* **Exercise goal**
Pick up the newsletter passage below on teaching computers to plan from instructional videos, and continue it after its last sentence.

* **Passage shown**
•••••
Import AI 154: Teaching computers how to plan; DeepNude is where dual-use meets pornography; and what happens when we test machine translation systems on real-world data

by Jack Clark

Can computers learn to plan? Stanford researchers thinks so:
…Turns out being able to plan is similar to figuring out where you are and where you’ve been…
Researchers with Stanford University have developed a system that can watch instructional videos on YouTube and learn to look at the start and end of a new video then figure out the appropriate order of actions to take to transition from beginning to end.

What’s so hard about this? The real world involves such a vast combinatorial set of possibilities that traditional planning approaches (mostly) aren’t able to scale to work within it. “One can imagine an indefinitely growing semantic state space, which prevents the application of classical symbolic planning approaches that require a given set of predicates for a well-defined state space”. To get around this, they instead try to learn everything in a latent space, essentially slurping in reality and turning it into features, which they then use to map actions and observations into sequences, helping them figure out a plan.

Two models to learn the latent space:
   The system that derives the latent space and the transformations within it has two main components:

  • A transition model, which predicts the next state based on the current state and action.
  • A conjugate constraint model which maps current actions to past actions.

   The full model takes in a video and essentially learns the transitions between states by sliding these two models along through time to the desire goal state, sampling actions and then learns the next state. 

Two approaches to planning: The researchers experiment with two planning approaches, both of which rely on the features mined by the main system. One approach tries to map current and goal observations into a latent space while also mapping actions to prior actions, then samples from different actions to use to solve its task. The other approach is called ‘walkthrough planning’ and outputs the visual observations between the current and goal state; this is a less direct approach as it doesn’t output actions, but could serve as a useful reward signal for another system.
•••••
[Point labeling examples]
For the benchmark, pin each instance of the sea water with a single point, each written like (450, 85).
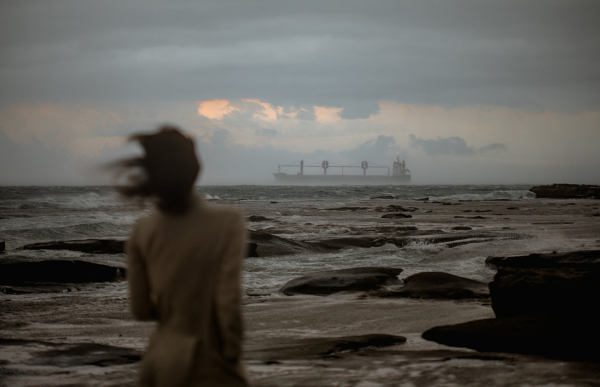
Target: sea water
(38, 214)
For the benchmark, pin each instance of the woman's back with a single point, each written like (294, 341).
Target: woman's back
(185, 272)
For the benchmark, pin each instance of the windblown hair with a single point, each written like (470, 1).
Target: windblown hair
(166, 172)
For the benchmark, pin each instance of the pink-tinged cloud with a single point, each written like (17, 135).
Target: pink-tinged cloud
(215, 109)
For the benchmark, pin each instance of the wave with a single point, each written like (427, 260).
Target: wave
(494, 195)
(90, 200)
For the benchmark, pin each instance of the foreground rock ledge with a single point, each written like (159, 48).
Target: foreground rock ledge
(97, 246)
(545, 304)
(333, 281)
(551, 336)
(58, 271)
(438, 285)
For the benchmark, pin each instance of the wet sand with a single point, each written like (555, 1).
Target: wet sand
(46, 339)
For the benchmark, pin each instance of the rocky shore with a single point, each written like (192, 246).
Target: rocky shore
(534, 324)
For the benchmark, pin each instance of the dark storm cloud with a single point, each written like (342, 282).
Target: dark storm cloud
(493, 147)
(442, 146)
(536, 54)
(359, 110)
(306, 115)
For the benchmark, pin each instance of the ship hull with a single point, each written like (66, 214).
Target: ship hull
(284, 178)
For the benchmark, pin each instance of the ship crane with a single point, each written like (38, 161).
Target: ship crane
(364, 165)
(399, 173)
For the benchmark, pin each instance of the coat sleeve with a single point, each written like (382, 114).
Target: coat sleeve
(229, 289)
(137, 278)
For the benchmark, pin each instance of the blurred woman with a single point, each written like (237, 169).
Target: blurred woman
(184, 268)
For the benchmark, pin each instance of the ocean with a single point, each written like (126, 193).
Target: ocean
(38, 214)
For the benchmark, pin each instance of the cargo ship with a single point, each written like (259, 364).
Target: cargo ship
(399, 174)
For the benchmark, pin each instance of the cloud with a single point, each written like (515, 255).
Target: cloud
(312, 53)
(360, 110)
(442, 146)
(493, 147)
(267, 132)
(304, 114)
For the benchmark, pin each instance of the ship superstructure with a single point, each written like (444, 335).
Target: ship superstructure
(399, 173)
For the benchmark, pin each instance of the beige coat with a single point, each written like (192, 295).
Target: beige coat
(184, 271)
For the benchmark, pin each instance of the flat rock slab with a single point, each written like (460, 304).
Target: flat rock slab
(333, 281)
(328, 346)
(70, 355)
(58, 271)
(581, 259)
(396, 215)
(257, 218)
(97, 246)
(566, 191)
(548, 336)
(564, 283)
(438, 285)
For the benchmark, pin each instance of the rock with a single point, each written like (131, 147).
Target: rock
•••••
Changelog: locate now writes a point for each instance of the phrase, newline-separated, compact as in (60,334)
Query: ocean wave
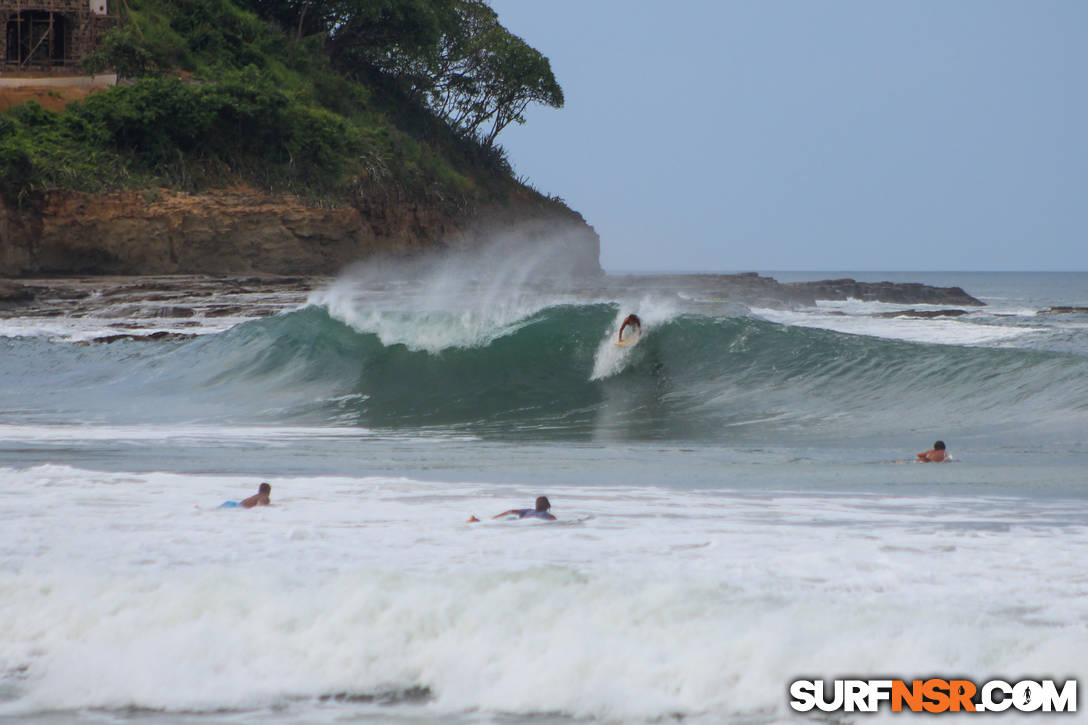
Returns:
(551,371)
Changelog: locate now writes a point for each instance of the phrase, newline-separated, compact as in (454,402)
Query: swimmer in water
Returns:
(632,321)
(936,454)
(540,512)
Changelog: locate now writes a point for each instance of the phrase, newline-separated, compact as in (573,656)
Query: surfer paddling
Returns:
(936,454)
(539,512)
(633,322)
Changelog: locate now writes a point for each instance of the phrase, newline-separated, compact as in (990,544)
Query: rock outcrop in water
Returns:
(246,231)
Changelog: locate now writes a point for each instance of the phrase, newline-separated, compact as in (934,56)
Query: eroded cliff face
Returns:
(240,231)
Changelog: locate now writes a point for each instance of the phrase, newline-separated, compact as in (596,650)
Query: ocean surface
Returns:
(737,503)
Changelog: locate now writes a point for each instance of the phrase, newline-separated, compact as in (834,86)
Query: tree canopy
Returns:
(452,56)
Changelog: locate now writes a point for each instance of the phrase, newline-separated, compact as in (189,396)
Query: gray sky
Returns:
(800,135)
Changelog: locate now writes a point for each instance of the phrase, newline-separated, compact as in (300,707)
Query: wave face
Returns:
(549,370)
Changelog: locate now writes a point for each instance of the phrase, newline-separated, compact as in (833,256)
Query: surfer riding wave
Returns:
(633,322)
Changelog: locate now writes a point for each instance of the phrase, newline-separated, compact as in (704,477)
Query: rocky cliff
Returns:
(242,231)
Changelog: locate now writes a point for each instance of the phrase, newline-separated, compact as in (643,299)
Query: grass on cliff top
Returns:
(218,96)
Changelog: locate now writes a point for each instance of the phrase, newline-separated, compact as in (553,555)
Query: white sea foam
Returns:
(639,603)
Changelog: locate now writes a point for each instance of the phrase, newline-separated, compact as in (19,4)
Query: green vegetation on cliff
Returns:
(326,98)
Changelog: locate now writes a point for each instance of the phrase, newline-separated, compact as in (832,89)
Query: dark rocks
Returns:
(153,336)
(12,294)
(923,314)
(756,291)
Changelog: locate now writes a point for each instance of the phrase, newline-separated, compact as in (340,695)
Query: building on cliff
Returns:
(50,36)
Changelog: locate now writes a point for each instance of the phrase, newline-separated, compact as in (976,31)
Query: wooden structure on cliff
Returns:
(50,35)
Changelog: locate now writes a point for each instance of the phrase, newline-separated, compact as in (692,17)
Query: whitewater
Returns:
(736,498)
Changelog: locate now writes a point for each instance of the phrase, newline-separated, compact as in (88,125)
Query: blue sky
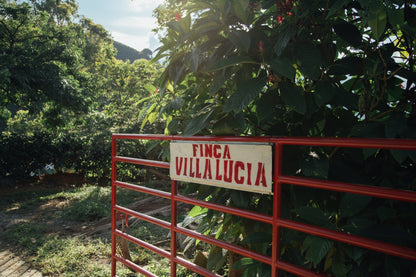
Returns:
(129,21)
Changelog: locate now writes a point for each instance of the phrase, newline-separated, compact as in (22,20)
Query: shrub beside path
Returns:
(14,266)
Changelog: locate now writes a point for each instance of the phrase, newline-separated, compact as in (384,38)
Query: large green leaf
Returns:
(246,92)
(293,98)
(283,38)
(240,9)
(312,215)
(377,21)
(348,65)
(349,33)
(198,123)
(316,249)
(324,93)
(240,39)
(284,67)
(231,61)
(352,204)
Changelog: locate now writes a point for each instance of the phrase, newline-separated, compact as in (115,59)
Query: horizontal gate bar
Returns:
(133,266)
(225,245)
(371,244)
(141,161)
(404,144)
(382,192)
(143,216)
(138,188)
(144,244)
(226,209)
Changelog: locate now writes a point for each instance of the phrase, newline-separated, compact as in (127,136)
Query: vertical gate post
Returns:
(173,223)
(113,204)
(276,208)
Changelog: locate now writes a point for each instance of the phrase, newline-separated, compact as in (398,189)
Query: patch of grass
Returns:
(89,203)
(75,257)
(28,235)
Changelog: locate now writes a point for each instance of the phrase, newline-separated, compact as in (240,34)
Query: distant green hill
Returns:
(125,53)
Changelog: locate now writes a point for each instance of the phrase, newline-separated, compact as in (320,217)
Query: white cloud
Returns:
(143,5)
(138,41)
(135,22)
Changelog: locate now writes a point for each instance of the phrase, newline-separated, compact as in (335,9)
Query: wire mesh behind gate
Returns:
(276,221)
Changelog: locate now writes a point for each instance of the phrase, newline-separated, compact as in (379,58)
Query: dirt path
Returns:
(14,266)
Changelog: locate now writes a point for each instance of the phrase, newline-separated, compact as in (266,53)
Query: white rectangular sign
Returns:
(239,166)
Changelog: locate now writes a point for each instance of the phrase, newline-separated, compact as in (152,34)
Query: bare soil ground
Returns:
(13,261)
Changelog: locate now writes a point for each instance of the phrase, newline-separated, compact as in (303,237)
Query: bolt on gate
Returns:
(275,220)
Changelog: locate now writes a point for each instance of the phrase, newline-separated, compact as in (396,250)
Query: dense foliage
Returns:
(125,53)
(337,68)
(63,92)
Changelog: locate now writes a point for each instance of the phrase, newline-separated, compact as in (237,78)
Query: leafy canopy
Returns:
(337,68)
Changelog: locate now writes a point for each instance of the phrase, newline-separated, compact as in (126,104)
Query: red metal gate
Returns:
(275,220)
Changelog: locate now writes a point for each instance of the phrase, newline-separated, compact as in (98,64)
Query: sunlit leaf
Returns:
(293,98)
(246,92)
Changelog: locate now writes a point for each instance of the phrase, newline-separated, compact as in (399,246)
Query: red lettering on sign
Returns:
•••••
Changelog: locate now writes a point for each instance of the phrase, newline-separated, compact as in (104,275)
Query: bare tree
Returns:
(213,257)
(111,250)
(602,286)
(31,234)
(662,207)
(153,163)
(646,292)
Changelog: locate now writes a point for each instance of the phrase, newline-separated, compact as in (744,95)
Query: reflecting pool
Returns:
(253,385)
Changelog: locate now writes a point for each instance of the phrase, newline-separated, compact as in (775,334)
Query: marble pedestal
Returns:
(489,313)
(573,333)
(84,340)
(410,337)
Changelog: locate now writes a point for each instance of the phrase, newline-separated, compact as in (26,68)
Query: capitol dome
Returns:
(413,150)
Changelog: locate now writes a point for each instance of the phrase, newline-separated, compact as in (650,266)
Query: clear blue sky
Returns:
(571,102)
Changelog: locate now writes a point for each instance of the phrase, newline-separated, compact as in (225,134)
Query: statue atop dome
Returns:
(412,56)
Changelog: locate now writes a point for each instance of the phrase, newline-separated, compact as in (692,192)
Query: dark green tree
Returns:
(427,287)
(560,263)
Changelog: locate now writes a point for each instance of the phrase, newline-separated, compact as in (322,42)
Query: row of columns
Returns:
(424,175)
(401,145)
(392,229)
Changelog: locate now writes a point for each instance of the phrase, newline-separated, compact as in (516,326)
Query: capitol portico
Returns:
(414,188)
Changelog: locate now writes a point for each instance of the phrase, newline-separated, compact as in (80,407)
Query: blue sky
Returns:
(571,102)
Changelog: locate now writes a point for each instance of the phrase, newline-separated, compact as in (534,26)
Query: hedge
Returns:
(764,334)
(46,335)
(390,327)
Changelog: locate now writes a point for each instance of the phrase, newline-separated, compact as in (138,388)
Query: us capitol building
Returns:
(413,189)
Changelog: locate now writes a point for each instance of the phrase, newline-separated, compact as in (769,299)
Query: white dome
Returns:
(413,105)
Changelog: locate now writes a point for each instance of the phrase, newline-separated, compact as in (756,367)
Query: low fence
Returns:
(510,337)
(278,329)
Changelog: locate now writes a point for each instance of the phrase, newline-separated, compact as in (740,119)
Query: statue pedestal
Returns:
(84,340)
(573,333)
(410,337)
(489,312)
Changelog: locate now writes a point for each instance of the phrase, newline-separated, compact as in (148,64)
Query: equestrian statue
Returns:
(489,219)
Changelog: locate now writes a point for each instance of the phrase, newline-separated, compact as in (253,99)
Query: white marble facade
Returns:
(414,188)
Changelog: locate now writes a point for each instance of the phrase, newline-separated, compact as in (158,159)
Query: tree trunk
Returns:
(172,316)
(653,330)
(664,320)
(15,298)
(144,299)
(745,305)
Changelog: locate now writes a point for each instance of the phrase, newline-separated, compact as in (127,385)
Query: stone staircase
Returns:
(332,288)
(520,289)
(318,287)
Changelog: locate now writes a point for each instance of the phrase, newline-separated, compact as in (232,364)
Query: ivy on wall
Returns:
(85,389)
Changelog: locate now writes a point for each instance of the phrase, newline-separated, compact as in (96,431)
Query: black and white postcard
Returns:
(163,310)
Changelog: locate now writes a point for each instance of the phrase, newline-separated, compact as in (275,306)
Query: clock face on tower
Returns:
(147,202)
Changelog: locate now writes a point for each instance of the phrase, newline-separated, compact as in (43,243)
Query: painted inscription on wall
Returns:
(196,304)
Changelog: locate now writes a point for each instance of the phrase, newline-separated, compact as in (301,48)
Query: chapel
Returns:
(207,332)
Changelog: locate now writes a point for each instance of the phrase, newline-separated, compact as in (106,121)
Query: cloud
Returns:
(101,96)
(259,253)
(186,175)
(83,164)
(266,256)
•••••
* **Response below**
Dataset: For this work, they use the CrossTask instructional video dataset, which is a compilation of videos showing 83 different tasks, involving things like grilling steak, making pancakes, changing a tire, and so on.

Testing: Spoiler alert – this kind of task is extremely hard, so get ready for some stay-in-your-chair results. In tests, the researchers find their system using the traditional planning approach can obtain accuracies of around 31.29% tests, with an overall success rate of 12.18%. This compares to a prior state-of-the-art of 24.39% accuracy and 2.89% success rate for ‘Universal Planning Networks’ (Import AI #90). (Note: UPN is the closest thing to compare to, but has some subtle differences making a direct comparison difficult). They show that the same system when using walkthrough planning can significantly improve scores over prior state-of-the-art systems as well – “our full model is able to plan the correct order for all video clips”, they write, compared to baselines which typically fail.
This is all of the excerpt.